#### EXCERPTED DATA ####

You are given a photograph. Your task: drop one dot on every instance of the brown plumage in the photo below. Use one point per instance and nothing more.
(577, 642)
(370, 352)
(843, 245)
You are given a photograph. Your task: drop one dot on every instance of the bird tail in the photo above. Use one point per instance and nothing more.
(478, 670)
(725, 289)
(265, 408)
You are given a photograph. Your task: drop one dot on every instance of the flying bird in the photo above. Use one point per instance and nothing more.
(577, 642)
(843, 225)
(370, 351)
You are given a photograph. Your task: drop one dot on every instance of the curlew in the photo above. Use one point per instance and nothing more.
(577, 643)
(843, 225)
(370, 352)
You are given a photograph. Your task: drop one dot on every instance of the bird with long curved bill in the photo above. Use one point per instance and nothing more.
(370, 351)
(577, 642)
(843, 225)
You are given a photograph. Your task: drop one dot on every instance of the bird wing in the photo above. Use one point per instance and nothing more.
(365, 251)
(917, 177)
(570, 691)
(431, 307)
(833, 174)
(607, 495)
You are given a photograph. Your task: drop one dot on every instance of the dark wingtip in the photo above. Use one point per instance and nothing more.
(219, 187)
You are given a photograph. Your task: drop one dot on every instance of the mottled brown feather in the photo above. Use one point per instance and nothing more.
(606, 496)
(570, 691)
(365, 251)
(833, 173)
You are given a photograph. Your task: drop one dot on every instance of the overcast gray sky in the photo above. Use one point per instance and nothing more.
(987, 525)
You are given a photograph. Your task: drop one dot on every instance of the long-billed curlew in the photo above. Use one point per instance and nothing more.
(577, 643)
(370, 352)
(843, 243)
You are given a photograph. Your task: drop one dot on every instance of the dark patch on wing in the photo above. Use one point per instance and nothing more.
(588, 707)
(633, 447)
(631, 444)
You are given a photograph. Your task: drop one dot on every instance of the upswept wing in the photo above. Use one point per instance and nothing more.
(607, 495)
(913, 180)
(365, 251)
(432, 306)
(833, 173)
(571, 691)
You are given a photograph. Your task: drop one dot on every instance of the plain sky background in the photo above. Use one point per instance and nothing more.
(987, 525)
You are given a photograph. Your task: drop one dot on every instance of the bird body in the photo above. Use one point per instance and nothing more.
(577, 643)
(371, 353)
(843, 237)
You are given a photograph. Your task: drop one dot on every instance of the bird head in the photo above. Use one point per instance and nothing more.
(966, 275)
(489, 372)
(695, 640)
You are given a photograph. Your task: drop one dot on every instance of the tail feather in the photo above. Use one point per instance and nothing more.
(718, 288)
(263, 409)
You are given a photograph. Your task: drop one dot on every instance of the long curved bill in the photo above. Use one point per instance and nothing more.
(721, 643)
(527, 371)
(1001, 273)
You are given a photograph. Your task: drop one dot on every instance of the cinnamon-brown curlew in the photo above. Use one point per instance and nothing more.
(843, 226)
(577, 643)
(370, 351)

####

◆ **EXERCISE REQUIREMENTS**
Keep the wording exact. Give all of the records again.

◆ **SOLUTION TO THIS EXERCISE**
You are given a photograph. Your task: drop one dot on every instance of the brown plumage in the photo below. Use one point per instance and nothing more.
(577, 642)
(370, 352)
(843, 245)
You are given a photograph. Your task: drop one dot on every instance of the bird tail in the photo above. Use one point per instance and nothing more.
(478, 670)
(725, 289)
(265, 408)
You are given a photograph. Your task: drop one dot on every instance of the flying bird in the photo above. Use one point per instance and nothing more.
(577, 642)
(843, 225)
(370, 351)
You are given a photograph. Your task: drop one dot on every instance of the curlew in the photo above. Use one point per instance and nothing more.
(577, 643)
(843, 225)
(370, 352)
You are given a photograph. Your task: drop one dot on every instance of the bird with long curved bill in the photo above. Use one point per instance and nothing more.
(370, 351)
(577, 642)
(843, 225)
You are given a photograph. Your task: drop one dot on every instance of the bird wing in the photo above. Use one point per instance and nothing more.
(365, 251)
(917, 177)
(570, 691)
(431, 307)
(833, 174)
(607, 495)
You are given a photograph. Your task: drop one dot on every instance of the dark wingtip in the photo above. Use one point per instance and nothing more.
(219, 187)
You are given a photograph. Your task: drop one dot on every instance of the mottled brown feather in the photo above. Use one point per instance and nothing more.
(606, 496)
(570, 691)
(365, 251)
(833, 173)
You are given a photograph. Your task: drop one dot on every instance of the overcast gray sky in the photo above. Use one point per instance and nothing more.
(987, 525)
You are given a photograph. Your task: drop one dot on every instance of the long-billed curlew in the photo above. Use one point per instance and nothing more.
(577, 643)
(370, 352)
(843, 243)
You are given a photograph. Your task: drop one dot on every instance of the dark patch on wing in the photo above. Use one point per instance and nothing more.
(588, 707)
(633, 447)
(631, 444)
You are given a photograph. Your task: drop one dot on every instance of the upswept wing in the photo above. Use one point per instance and nothing more.
(607, 495)
(913, 180)
(365, 251)
(432, 306)
(833, 173)
(571, 691)
You are given a photograph. Your task: drop one dot on every instance of the plain sky background in the photo above. Use one point per instance and nothing more.
(987, 525)
You are given a photograph. Your task: drop one dot on every instance of the bird body in the photo above. Use one point per instance and nothing more.
(577, 643)
(371, 353)
(843, 237)
You are given a photograph. Your task: drop one dot on every instance of the bird head in the photo above. Use one point per instance and nothing more.
(966, 275)
(489, 372)
(695, 640)
You are given a photograph. Your task: drop one dot on every instance of the tail feather in the photo above. Use one point per instance and nothing more.
(718, 288)
(263, 409)
You are given a photograph. Your task: drop one dot on every instance of the long curved bill in the photo above. Use one point per instance and nothing more.
(721, 643)
(527, 371)
(1001, 273)
You are given a photograph. Your task: drop one dot on every instance of the cinnamon-brown curlew in the photo above. Use one point per instance and nothing more.
(843, 226)
(577, 643)
(370, 351)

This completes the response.